- EXERCISE DETAILS: Present the entries below as a Markdown table with two columns, Row and Line, numbering each nonblank line in order. Leave the pictures out of the table.

--- SOURCE MATERIAL ---

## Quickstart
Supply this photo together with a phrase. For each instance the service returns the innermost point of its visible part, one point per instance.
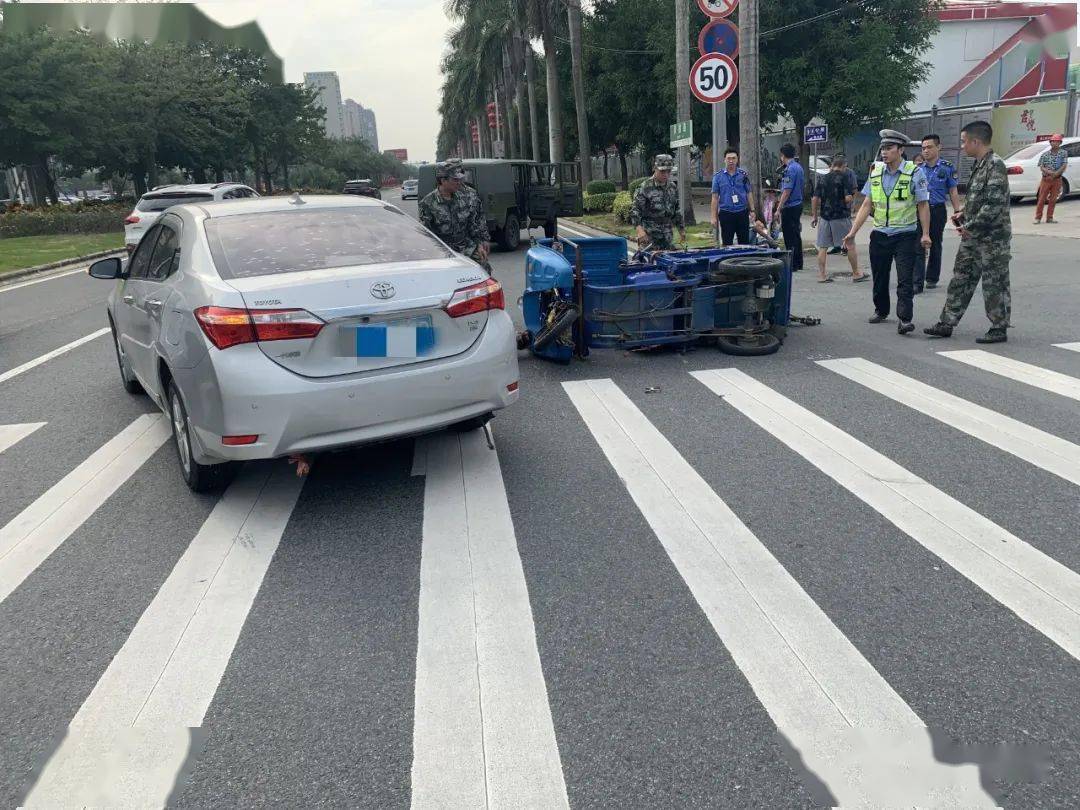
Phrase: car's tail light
(477, 298)
(228, 326)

---

- RESULT BELOW:
| Row | Line |
|---|---|
| 1 | ## Quickstart |
| 2 | Supply this photo together with a phrase. For each instance the service returns the innermost point of its visible part, one point per instance. |
| 3 | Phrase: car's tail light |
| 4 | (477, 298) |
| 5 | (228, 326) |